Display each line in the records below that contains the word "trunk".

**** Extracted data ****

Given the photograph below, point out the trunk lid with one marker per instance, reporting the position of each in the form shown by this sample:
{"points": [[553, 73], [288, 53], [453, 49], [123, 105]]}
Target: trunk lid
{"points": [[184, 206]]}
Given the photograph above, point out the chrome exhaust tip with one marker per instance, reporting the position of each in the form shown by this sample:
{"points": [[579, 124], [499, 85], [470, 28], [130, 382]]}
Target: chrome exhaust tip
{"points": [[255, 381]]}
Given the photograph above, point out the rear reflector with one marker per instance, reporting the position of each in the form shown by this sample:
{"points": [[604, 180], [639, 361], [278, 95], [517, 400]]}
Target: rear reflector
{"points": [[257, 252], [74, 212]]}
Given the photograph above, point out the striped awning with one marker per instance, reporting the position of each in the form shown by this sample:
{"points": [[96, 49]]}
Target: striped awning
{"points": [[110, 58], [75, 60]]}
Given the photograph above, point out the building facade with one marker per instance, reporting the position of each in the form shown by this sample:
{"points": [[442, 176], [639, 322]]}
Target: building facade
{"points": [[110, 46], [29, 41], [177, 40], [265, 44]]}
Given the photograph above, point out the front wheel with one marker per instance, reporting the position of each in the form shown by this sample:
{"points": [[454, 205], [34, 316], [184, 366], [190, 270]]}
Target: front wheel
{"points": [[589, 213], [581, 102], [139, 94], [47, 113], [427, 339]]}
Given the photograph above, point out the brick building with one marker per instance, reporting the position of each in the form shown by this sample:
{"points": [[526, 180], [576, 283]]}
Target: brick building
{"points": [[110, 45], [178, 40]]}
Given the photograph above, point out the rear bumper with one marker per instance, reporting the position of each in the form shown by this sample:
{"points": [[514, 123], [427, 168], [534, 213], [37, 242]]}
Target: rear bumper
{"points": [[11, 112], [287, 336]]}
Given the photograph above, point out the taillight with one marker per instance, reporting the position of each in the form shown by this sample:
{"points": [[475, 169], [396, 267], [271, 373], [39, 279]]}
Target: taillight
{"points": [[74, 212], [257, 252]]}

****
**** Extracted data ****

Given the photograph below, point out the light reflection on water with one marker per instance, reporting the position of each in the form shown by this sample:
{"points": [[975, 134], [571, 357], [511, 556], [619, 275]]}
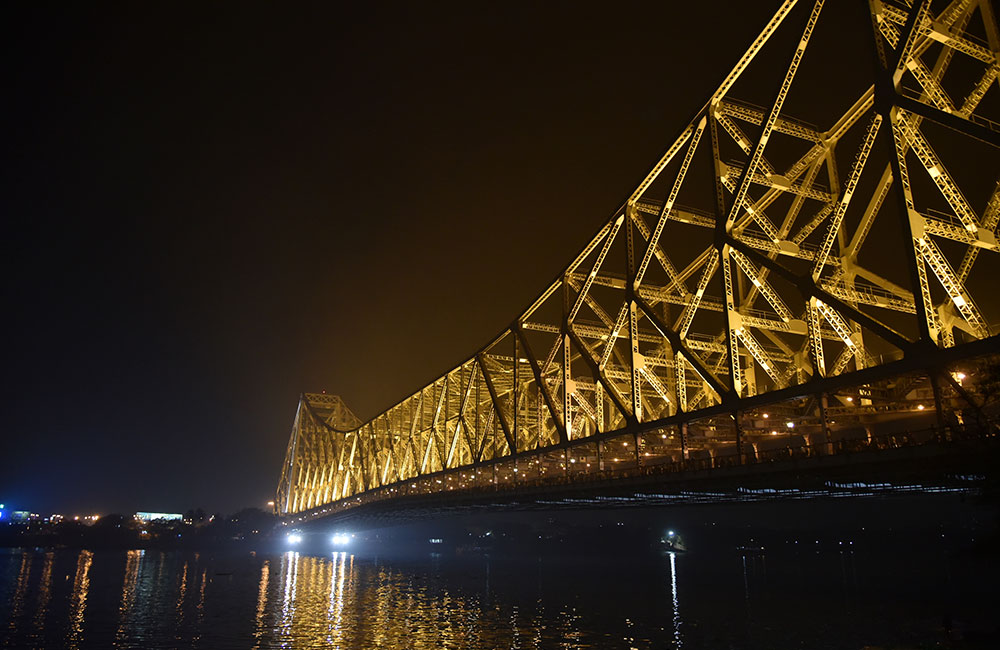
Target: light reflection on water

****

» In response:
Given the photograph below, point out the trunk lid with one marker per instance, reporting the position of each in the form shown by this sample:
Target: trunk lid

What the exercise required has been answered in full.